→ **Directions for this task**
Scan the records below for the line with "Target: river mouth" and the line with "Target: rocky ledge". Repeat those two lines and every line between them exactly, and nothing else.

→ **Data for the task**
******

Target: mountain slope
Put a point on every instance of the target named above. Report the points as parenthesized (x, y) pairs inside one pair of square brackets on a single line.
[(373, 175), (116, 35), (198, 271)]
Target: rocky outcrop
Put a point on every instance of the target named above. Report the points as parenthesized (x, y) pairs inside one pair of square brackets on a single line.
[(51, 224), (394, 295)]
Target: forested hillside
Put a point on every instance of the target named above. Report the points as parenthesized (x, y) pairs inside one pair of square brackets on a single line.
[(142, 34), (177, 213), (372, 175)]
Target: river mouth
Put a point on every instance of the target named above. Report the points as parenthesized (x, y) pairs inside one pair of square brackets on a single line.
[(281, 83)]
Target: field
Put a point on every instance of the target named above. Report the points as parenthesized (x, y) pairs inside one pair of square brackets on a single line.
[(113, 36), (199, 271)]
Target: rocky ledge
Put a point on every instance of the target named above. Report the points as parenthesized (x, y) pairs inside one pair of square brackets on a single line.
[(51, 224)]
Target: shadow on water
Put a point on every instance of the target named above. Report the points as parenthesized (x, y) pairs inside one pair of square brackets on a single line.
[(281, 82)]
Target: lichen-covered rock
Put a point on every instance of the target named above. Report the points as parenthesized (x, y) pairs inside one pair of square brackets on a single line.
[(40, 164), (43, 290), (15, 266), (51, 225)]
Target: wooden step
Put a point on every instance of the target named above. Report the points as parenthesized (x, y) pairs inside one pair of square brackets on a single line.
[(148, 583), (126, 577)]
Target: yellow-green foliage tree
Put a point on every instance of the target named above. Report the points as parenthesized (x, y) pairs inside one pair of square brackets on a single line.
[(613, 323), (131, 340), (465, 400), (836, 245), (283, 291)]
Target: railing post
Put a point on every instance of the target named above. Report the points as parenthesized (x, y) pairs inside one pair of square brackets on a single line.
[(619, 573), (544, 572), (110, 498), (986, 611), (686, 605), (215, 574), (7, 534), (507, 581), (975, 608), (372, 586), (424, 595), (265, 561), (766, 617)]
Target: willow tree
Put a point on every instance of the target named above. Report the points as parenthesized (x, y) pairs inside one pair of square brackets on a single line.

******

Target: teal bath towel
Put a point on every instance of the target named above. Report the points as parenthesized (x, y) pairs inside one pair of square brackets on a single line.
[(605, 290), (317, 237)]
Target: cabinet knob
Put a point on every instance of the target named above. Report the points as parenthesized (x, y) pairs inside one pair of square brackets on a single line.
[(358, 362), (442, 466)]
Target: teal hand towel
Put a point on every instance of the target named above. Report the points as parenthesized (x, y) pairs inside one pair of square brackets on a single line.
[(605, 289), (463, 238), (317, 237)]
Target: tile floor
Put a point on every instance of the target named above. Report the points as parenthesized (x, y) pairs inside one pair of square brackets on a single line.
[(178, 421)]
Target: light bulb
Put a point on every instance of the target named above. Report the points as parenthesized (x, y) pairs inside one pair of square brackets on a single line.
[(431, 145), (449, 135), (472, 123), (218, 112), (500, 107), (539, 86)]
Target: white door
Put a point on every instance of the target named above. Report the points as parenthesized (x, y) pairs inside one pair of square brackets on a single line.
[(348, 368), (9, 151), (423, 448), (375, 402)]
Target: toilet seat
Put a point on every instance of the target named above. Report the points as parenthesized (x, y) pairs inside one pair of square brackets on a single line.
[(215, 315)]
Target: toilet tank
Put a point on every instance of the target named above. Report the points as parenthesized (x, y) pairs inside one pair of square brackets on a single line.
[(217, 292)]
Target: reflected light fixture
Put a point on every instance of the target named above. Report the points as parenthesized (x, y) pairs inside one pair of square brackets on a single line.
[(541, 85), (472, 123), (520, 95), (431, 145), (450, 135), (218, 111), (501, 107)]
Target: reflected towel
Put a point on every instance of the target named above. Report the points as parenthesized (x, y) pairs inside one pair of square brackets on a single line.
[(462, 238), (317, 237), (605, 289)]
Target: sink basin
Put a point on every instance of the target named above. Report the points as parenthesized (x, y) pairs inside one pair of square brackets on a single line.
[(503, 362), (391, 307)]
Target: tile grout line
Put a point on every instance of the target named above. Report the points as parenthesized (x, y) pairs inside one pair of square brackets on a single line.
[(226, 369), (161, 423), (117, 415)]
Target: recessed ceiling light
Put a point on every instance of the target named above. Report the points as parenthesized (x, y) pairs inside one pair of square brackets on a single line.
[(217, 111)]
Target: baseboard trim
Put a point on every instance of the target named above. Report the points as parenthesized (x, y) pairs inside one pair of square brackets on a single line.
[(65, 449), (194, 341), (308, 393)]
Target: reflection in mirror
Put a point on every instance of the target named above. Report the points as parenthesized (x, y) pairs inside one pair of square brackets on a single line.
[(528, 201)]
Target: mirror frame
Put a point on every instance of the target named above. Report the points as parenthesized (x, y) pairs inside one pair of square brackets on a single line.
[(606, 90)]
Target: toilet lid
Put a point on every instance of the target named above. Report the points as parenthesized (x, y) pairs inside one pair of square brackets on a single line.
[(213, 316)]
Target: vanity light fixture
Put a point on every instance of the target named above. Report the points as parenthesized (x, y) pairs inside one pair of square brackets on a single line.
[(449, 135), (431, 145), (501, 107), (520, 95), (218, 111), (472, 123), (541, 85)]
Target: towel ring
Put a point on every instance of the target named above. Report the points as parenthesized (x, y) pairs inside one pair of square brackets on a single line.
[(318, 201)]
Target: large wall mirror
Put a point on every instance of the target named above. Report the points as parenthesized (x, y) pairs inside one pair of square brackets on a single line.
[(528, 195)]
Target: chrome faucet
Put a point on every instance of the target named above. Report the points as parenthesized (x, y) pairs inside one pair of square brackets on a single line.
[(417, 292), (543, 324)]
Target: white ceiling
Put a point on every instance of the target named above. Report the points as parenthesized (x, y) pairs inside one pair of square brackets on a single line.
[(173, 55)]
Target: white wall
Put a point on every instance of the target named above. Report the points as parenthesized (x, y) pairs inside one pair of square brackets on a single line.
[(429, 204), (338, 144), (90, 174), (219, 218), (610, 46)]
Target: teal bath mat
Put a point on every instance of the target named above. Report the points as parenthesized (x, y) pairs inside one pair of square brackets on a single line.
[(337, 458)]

******

→ **Solution to this task**
Target: river mouth
Put a point on every instance of the target named above. Report the points as parenthesized (x, y) pairs inside one pair of square brackets on a single line.
[(281, 83)]
Target: field
Put a point on every instance of the target named above. Report the points as parenthesized (x, y) pairs inside one pair of square brackets on a single line.
[(113, 36), (199, 271)]
Target: rocky ledge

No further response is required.